§ **EXERCISE**
From the listing below, reproduce word for word the part that opens with the line containing "Target: ceiling" and closes with the line containing "the black trim"; reproduce nothing else.

___

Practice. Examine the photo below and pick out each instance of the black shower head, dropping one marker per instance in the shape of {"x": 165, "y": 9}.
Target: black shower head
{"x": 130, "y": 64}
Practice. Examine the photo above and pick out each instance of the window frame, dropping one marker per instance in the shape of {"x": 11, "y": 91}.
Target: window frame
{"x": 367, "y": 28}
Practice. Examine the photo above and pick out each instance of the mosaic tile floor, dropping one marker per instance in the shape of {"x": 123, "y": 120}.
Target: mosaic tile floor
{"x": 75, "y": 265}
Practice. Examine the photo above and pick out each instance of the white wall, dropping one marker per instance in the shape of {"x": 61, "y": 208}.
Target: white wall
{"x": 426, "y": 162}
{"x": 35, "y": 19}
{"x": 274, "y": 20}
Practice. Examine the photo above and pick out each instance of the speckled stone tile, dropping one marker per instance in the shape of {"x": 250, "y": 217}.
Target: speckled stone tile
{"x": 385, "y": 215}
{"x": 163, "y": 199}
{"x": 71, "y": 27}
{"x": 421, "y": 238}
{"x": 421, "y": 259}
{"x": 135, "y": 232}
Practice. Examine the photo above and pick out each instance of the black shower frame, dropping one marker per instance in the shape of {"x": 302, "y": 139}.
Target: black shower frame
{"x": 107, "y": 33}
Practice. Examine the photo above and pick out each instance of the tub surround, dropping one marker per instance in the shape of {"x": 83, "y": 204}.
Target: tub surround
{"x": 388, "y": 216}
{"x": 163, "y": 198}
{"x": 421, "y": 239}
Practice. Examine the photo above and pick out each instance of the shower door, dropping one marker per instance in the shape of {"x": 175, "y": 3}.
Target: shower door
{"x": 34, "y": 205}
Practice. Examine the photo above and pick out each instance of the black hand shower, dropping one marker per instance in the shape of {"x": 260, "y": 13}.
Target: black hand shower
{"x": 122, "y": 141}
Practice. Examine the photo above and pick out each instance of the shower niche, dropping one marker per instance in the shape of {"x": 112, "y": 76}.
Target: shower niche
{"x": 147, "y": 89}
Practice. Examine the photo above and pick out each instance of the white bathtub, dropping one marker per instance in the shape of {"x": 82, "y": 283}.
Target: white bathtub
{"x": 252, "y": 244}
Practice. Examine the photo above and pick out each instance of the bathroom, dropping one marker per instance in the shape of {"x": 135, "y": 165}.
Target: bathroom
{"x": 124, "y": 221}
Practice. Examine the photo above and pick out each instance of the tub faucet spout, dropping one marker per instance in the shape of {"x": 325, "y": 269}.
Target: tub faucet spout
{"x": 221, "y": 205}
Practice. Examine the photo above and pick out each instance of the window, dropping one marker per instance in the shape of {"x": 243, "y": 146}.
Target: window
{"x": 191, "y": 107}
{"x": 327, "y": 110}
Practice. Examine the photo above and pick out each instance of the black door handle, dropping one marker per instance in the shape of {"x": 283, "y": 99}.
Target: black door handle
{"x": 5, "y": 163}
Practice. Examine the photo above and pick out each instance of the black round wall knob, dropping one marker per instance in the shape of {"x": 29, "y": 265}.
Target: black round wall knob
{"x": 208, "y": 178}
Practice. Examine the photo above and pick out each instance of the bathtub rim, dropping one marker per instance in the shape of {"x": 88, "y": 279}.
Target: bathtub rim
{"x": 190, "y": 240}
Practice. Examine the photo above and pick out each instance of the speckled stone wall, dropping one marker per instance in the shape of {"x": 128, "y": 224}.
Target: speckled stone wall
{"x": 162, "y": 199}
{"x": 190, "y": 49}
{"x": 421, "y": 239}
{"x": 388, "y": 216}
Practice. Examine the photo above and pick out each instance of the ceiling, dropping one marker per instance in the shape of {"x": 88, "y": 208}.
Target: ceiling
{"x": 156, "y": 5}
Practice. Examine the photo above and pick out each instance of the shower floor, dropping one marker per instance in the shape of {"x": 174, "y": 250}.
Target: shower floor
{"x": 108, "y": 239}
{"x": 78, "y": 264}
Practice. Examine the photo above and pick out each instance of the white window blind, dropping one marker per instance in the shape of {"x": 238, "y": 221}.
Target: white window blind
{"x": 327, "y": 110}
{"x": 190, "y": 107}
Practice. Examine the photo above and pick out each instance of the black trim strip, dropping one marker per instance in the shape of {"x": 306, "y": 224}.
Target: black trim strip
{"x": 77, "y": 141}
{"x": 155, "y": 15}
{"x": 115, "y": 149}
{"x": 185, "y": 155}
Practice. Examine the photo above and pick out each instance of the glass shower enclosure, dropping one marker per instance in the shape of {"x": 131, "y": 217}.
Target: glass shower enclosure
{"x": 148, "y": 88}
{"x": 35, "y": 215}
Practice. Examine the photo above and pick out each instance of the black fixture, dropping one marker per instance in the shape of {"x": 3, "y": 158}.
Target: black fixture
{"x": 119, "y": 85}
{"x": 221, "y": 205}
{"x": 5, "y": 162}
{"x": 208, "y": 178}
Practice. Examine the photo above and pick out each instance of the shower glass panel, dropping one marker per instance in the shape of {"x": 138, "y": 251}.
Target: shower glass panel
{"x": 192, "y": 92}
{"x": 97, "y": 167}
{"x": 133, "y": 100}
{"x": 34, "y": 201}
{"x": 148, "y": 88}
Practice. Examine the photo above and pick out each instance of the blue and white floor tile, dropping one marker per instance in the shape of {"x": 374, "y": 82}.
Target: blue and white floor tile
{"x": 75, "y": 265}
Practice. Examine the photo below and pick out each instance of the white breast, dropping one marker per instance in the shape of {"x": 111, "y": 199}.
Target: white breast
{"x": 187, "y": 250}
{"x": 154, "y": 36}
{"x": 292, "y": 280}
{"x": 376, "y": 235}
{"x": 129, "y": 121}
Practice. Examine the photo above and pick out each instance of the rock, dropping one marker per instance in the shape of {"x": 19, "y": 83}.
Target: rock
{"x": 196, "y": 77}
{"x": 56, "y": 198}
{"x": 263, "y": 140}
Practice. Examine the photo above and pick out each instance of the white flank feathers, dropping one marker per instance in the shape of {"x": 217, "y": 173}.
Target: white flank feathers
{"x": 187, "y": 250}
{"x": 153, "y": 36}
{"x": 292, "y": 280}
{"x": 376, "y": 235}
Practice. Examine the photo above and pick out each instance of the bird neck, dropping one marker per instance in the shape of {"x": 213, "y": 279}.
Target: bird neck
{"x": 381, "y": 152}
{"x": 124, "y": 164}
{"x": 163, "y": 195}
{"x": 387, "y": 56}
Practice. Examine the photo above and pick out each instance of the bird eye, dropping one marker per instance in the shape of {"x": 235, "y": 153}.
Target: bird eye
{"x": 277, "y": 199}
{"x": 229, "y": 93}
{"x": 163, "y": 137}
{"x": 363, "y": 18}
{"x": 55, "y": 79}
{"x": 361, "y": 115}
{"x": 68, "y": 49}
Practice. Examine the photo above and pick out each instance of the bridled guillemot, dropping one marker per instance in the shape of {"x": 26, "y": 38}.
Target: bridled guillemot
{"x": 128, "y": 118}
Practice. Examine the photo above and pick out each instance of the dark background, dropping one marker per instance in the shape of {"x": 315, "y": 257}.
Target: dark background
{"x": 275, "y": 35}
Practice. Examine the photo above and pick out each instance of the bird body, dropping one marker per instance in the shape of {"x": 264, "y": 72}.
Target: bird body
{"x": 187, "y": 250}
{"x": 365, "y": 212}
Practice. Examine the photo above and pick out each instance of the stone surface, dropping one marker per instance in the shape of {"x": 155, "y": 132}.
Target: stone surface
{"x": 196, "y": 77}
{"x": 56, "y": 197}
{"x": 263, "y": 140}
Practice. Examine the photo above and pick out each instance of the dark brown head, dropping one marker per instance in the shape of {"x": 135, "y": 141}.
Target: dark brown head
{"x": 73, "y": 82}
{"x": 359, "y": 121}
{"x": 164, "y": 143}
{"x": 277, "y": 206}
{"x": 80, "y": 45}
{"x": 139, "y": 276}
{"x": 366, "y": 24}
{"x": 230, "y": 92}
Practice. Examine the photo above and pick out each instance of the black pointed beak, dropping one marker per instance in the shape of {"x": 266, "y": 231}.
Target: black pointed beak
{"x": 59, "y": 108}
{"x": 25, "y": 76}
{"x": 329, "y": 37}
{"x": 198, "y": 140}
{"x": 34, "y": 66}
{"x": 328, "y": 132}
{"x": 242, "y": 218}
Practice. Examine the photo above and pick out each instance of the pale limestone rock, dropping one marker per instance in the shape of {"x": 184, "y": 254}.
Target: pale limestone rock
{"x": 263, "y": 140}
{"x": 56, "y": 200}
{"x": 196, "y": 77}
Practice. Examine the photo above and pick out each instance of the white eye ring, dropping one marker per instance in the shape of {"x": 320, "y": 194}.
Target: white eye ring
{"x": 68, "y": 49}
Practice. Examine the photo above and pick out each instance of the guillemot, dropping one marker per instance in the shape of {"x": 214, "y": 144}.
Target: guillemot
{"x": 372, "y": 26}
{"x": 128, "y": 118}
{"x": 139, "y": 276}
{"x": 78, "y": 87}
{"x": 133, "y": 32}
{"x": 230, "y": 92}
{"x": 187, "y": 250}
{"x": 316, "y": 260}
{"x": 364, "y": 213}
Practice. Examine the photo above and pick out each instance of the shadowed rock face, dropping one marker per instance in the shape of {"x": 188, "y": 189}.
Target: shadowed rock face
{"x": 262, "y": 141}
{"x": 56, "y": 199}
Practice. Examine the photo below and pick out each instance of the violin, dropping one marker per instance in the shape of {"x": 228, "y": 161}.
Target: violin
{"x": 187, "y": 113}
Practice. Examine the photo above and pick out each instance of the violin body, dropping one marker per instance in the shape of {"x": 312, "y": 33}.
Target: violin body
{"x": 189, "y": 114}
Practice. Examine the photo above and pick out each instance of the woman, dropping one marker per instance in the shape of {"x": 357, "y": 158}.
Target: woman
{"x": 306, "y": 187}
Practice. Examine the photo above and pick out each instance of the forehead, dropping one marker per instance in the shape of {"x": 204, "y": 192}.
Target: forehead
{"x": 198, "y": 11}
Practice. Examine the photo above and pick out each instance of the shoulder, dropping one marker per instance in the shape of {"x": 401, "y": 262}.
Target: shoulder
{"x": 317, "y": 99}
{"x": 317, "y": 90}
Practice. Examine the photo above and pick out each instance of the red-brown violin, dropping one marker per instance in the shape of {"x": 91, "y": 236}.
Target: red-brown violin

___

§ **EXPECTED ANSWER**
Target: ceiling
{"x": 156, "y": 5}
Practice. Examine the photo above and pick out each instance of the shower floor, dropping one marker per instance in the shape of {"x": 174, "y": 250}.
Target: shower floor
{"x": 108, "y": 239}
{"x": 78, "y": 264}
Practice. Examine the photo above and pick out each instance of the white window blind, dropping one marker per instance in the shape of {"x": 238, "y": 221}.
Target: white window blind
{"x": 327, "y": 110}
{"x": 190, "y": 107}
Practice. Examine the photo above and pick out each instance of the black trim strip, dropping one marker per instance in the shape of {"x": 306, "y": 224}.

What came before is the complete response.